▶ _Data in this exercise_

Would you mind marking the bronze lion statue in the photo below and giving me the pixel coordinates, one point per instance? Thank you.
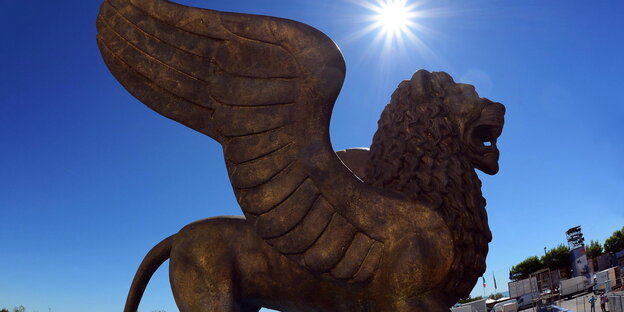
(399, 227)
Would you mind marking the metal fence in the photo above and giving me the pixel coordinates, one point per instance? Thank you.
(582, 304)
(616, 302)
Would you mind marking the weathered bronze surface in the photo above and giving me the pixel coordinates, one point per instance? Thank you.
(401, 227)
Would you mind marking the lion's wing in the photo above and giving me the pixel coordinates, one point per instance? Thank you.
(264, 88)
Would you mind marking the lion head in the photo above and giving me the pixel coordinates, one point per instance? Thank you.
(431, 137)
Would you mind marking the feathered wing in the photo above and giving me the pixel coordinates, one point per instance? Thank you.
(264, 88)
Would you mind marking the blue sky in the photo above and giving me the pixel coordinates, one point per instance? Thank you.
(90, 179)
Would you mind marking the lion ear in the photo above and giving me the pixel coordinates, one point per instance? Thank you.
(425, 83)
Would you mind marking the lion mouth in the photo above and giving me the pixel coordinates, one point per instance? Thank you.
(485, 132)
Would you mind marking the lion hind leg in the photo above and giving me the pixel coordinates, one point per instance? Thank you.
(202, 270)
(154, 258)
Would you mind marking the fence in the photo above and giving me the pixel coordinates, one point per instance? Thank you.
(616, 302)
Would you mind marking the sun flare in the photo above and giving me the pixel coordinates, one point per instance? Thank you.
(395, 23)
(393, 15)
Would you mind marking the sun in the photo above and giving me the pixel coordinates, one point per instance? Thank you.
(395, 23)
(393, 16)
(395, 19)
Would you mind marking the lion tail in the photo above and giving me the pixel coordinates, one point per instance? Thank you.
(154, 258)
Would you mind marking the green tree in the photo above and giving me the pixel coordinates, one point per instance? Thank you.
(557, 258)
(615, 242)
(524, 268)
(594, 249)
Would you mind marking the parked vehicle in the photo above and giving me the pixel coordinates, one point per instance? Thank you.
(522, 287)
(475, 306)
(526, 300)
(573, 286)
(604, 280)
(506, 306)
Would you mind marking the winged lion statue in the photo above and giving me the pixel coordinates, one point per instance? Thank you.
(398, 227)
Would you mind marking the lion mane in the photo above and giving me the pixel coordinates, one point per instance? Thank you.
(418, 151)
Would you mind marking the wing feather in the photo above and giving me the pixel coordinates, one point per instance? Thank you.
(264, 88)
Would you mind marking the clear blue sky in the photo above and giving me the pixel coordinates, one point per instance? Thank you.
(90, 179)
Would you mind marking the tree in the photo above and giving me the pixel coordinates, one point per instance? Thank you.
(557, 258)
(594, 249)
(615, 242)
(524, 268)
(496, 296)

▶ _Task to complete_
Format every line of the rows above as a JSON list of strings, one string per line and no blank lines, leaving out the pictures.

▶ _The result_
[
  "Would you mind marking the bronze lion statue in the photo below and giving me the pixel coordinates, one point per instance? Thank you.",
  "(399, 227)",
  "Would you mind marking the metal fence in the photo above and giving me the pixel coordinates, one point per instance? Thank you.",
  "(582, 304)",
  "(616, 302)",
  "Would you mind marking the weathered bronze surface in the photo above and giving me the pixel coordinates, one point per instance? Thank you.",
  "(401, 227)",
  "Would you mind marking the lion's wing in the photo above and giving me the pixel coordinates, one point per instance? Thank you.",
  "(264, 88)",
  "Would you mind marking the lion head in the photo above and giving me the pixel coordinates, one point per instance? Thank you.",
  "(431, 137)",
  "Would you mind marking the feathered wing in the photo above and giving me the pixel coordinates, one point per instance? Thank you.",
  "(264, 88)",
  "Would you mind marking the blue sky in the photo above and giving me the pixel coordinates, one point per instance? Thank you.",
  "(90, 179)",
  "Would you mind marking the lion ear in the photo above and giving me the pixel coordinates, one point per instance? Thank you.",
  "(425, 83)",
  "Would you mind marking the lion mouth in the photo above and giving me the pixel coordinates, one point per instance? Thank you.",
  "(485, 132)",
  "Would you mind marking the lion hind leg in the photo above and giving me the pixel coordinates, one point per instance? Thank you.",
  "(202, 270)",
  "(154, 258)",
  "Would you mind marking the fence in the photo above and giving me the pixel coordinates, one point per instance? Thank you.",
  "(616, 302)",
  "Would you mind marking the sun flare in the photo above and giving me the pixel coordinates, one point per instance? Thank you.",
  "(395, 23)",
  "(393, 15)",
  "Would you mind marking the sun in the photo above and giving me the pixel coordinates, one point per instance? Thank you.",
  "(395, 23)",
  "(393, 16)",
  "(395, 19)",
  "Would you mind marking the lion tail in the photo above and giving me the pixel coordinates, one point per instance? Thank you.",
  "(154, 258)",
  "Would you mind marking the green tree in the photo above and giving me the pixel coordinates, one point per instance? Thank you.",
  "(557, 258)",
  "(615, 242)",
  "(524, 268)",
  "(594, 249)",
  "Would you mind marking the parked vehicle in the photo above and giving me the pixel coordinates, one point per instance? Thank you.",
  "(522, 287)",
  "(475, 306)",
  "(526, 300)",
  "(573, 286)",
  "(604, 280)",
  "(506, 306)",
  "Would you mind marking the winged lion statue in the photo above and giving me the pixel coordinates, one point per instance? Thank you.",
  "(398, 227)",
  "Would you mind marking the lion mane in the photo above and giving me the pixel coordinates, one point per instance? Thank you.",
  "(418, 151)",
  "Would you mind marking the wing feather in the photo above and giving me the pixel coordinates, one point per instance? Thank you.",
  "(264, 88)",
  "Would you mind marking the clear blue sky in the photo above and giving me the pixel coordinates, one point per instance? Thank you.",
  "(90, 179)",
  "Would you mind marking the tree in the photo above and giving me the pixel coordinates, one point per instance? Thank you.",
  "(557, 258)",
  "(594, 249)",
  "(615, 242)",
  "(524, 268)",
  "(496, 296)"
]